▶ SET PROBLEM:
Pick out every line of the data below that contains the word "blue", and copy each one.

[Entries from a pointing dataset]
•••••

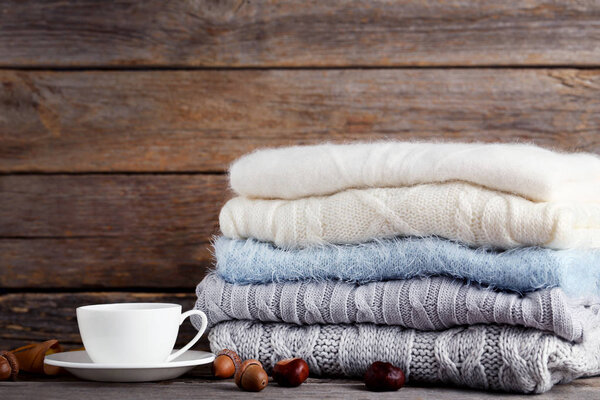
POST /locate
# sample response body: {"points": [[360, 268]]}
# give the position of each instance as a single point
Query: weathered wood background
{"points": [[118, 119]]}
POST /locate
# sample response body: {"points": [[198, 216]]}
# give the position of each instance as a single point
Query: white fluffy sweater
{"points": [[529, 171], [454, 210]]}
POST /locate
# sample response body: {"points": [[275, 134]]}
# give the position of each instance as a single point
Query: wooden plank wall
{"points": [[118, 119]]}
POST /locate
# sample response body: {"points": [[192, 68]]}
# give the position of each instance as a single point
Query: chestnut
{"points": [[290, 372], [225, 364], [382, 376], [9, 366], [251, 376]]}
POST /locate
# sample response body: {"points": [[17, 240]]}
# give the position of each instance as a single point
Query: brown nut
{"points": [[290, 372], [9, 366], [251, 376], [226, 363], [382, 376]]}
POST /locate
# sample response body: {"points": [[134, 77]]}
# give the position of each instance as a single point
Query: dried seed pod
{"points": [[9, 366], [251, 376], [290, 372], [382, 376], [226, 363]]}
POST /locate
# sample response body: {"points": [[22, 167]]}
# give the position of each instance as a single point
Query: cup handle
{"points": [[196, 338]]}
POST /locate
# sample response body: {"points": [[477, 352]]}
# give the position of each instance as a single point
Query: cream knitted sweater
{"points": [[529, 171], [454, 210]]}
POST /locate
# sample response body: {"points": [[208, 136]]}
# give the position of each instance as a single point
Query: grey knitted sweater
{"points": [[497, 357], [434, 303]]}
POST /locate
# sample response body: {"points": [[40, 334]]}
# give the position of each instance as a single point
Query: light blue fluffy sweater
{"points": [[577, 272]]}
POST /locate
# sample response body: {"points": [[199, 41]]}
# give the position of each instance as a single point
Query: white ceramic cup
{"points": [[134, 333]]}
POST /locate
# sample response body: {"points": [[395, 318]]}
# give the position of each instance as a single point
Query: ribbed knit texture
{"points": [[511, 359], [426, 304], [457, 211], [532, 172], [577, 272]]}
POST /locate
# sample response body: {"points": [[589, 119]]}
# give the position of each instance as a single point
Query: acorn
{"points": [[9, 366], [251, 376], [225, 364], [382, 376], [290, 372]]}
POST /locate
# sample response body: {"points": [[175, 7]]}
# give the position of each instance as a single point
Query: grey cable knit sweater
{"points": [[497, 357], [435, 303]]}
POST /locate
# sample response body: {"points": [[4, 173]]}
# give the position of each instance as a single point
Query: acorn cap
{"points": [[31, 357]]}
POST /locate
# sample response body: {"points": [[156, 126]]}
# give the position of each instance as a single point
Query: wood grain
{"points": [[199, 121], [107, 231], [198, 382], [263, 33], [42, 316]]}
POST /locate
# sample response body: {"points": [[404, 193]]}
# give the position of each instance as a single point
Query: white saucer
{"points": [[79, 364]]}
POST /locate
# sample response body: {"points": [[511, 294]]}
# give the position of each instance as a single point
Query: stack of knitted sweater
{"points": [[466, 264]]}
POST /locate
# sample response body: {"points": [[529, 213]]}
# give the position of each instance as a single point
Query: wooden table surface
{"points": [[199, 385], [118, 120]]}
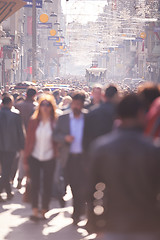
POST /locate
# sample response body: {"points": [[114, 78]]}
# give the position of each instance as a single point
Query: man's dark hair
{"points": [[80, 95], [7, 100], [110, 91], [56, 93], [31, 92], [129, 106]]}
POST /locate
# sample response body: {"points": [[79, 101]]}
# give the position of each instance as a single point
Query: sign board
{"points": [[53, 38], [157, 29], [139, 39], [57, 44], [30, 3], [44, 25]]}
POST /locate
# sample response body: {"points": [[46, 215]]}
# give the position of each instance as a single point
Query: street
{"points": [[16, 225]]}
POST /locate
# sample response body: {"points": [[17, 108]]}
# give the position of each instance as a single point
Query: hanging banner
{"points": [[53, 38], [57, 44], [30, 3], [44, 25]]}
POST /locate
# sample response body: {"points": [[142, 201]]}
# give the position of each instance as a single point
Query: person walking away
{"points": [[11, 142], [96, 97], [26, 108], [40, 154], [124, 179], [69, 134], [100, 120]]}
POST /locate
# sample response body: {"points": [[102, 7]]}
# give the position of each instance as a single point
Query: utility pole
{"points": [[34, 45]]}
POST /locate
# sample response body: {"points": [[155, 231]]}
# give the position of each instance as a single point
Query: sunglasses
{"points": [[45, 104]]}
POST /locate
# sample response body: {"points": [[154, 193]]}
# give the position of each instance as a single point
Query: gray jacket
{"points": [[62, 129], [11, 132]]}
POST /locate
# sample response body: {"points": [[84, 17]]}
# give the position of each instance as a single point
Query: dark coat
{"points": [[11, 131], [26, 108], [98, 122], [129, 165], [62, 129]]}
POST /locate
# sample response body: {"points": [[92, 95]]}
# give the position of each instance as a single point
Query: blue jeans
{"points": [[6, 161], [137, 236]]}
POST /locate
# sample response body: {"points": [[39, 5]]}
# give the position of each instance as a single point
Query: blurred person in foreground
{"points": [[148, 92], [96, 97], [100, 120], [69, 135], [26, 108], [11, 141], [124, 179], [40, 154]]}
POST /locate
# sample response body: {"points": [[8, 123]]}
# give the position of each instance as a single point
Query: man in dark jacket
{"points": [[27, 107], [124, 181], [11, 141], [100, 120], [69, 134]]}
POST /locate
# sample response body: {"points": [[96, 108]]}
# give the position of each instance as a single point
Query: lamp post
{"points": [[34, 40]]}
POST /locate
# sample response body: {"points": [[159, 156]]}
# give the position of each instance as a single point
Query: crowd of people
{"points": [[104, 142]]}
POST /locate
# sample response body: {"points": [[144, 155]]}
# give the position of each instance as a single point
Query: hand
{"points": [[21, 154], [69, 139], [26, 169]]}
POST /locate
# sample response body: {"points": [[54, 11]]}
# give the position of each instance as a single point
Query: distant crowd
{"points": [[102, 141]]}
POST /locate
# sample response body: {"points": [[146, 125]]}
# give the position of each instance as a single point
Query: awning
{"points": [[9, 7]]}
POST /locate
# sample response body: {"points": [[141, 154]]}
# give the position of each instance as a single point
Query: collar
{"points": [[71, 115]]}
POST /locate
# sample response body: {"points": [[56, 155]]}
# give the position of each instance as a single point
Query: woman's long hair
{"points": [[49, 98]]}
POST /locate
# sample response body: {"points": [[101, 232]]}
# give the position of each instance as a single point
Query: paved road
{"points": [[15, 223]]}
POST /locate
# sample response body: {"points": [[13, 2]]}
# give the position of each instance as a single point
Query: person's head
{"points": [[111, 94], [46, 107], [31, 93], [15, 96], [149, 92], [56, 93], [7, 101], [97, 93], [66, 101], [131, 110], [78, 99], [63, 92]]}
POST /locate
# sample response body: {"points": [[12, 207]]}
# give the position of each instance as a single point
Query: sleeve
{"points": [[58, 134], [28, 141], [20, 132]]}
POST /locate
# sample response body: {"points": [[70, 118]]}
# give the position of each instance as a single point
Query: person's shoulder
{"points": [[15, 111], [84, 111], [65, 114], [104, 142]]}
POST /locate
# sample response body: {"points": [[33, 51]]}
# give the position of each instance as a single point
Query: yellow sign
{"points": [[44, 18], [53, 32], [58, 40], [143, 35]]}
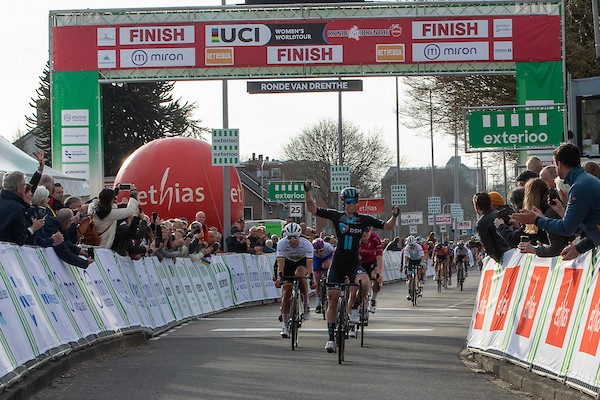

•••••

▶ EXERCISE OUTPUT:
Query: light blue fluffy sweater
Query: blue jeans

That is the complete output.